■ **Task goal**
Extract, exactly as written, all lines of the material below from the line that includes "I would be grateful if you could tag the tall" through its last line.

[Location identification items]
──────────────────────────────

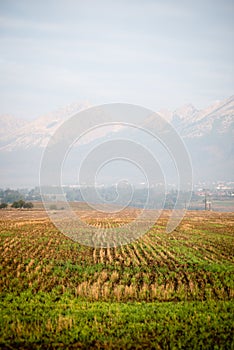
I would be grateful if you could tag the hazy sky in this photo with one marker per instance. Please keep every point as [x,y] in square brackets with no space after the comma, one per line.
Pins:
[158,54]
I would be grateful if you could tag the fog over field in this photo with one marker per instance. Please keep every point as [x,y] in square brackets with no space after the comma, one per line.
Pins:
[117,174]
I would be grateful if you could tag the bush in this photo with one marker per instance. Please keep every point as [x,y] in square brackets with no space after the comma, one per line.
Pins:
[28,205]
[18,204]
[53,207]
[22,204]
[3,205]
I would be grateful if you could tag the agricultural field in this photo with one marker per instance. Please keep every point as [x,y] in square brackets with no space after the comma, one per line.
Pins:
[164,291]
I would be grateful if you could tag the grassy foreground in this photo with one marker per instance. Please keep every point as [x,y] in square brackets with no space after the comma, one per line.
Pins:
[44,321]
[164,291]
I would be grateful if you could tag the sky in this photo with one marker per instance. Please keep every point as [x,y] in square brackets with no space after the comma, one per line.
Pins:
[157,54]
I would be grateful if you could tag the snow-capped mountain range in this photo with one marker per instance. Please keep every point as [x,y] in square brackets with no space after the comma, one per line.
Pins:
[208,134]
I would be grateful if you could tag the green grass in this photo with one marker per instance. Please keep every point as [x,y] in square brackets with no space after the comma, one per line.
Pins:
[164,291]
[66,322]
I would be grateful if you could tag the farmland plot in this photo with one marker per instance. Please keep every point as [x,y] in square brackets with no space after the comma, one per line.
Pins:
[161,291]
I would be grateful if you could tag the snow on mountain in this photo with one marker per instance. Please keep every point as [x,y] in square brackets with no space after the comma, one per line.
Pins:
[9,124]
[37,132]
[207,133]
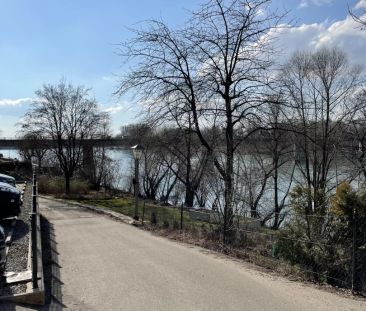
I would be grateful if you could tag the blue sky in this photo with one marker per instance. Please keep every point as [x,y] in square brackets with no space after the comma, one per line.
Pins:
[42,41]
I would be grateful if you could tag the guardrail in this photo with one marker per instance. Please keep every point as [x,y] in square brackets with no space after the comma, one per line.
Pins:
[34,233]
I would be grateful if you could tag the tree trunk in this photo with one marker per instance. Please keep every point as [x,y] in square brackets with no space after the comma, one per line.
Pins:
[189,197]
[67,184]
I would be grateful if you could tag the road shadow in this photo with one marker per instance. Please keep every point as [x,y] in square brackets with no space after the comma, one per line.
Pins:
[51,273]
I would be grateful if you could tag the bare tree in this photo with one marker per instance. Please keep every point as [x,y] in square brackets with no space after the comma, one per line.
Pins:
[33,145]
[318,86]
[214,68]
[359,18]
[67,117]
[356,130]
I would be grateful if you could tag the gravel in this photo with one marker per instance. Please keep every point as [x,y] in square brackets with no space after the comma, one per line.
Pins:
[17,259]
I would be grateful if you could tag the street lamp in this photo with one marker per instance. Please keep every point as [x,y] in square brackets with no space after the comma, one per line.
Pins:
[137,153]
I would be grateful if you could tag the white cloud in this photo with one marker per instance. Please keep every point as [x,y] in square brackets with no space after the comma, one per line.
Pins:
[15,102]
[361,4]
[108,78]
[115,108]
[307,3]
[344,34]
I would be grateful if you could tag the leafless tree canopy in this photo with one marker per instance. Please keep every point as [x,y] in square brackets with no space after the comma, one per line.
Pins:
[65,115]
[214,68]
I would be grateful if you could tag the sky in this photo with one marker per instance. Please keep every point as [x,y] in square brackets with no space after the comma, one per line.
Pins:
[43,41]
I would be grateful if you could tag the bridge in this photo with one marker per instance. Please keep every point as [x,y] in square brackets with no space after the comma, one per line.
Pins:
[18,142]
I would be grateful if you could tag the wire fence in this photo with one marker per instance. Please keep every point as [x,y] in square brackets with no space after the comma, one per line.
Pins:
[327,249]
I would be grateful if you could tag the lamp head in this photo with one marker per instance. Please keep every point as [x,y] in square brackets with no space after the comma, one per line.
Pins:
[137,151]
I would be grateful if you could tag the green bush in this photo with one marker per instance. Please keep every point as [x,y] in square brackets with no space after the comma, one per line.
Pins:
[56,186]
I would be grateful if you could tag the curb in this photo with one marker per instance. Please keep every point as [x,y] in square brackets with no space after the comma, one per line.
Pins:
[118,216]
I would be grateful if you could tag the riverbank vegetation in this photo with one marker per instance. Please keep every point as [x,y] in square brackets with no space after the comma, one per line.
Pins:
[230,128]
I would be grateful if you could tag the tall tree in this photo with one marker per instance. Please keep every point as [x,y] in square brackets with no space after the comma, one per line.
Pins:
[67,117]
[213,68]
[318,86]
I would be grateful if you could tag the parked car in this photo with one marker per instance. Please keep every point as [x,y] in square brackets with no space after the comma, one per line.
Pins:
[10,200]
[2,249]
[7,179]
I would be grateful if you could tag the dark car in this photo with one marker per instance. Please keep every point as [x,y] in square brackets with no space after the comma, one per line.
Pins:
[10,200]
[7,179]
[2,249]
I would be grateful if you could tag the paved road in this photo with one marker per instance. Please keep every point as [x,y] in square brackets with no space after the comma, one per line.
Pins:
[106,265]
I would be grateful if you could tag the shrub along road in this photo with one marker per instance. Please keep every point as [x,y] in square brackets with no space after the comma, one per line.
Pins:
[108,265]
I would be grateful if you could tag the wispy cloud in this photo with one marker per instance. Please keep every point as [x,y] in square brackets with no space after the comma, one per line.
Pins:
[115,108]
[361,4]
[108,78]
[307,3]
[15,102]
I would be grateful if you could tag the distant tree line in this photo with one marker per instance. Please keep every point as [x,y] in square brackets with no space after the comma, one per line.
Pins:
[229,127]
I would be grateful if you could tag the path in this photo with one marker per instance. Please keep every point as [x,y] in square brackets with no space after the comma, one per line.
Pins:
[107,265]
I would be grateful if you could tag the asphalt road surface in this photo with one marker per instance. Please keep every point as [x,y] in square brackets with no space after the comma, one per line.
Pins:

──────────────────────────────

■ **Solution to the exercise**
I would be grateful if you could tag the tall tree in this photo with one marker per instance. Please keep every point as [x,y] in square brackets with no space after the comma, one per line.
Pins:
[67,117]
[213,68]
[318,86]
I would be grateful if you could tag the parked car in this photo with one marker per instance. Please keep every point as [x,y] in square brackets with no space after the comma, one per line.
Pins:
[10,200]
[2,249]
[7,179]
I would be grateful if you could tag the dark car in this photo with one marker per instance. Please keep every point as [x,y] in square brackets with no space after the comma, one per line.
Pins:
[10,200]
[7,179]
[2,249]
I would be grateful if you could tag the paved road in this photo with one marker per instance. Please keep every point as [x,y] in square brackets with no space after the comma, one per line.
Pins:
[106,265]
I would be grateful if you could tag the shrub along road in this photo with one marker per instance. Please keep every point as [x,y] in square brackets with no space after the comma, one per line.
Pins:
[108,265]
I would be grateful if you could tag the wispy cloud in this photo with one marker per instance. Please keep every point as [x,y] in square brackets with no space after the comma, one per line.
Pins:
[115,108]
[361,4]
[108,78]
[307,3]
[15,102]
I would be grateful if you could tag the distant tree line in this photo with one marker per instance. Please keep every point as [x,y] in square brackets with no space after the comma, one per line.
Pins:
[229,127]
I would be grateful if you could tag the path in this photo with one marker per instance. Please keep every point as [x,y] in square brackets with no space after the comma, one per line.
Pins:
[107,265]
I would be grateful if you could tag the asphalt road surface in this photo with one marker per instance. Please keep every point as [x,y] in square brackets with no space after the comma, one per line.
Pins:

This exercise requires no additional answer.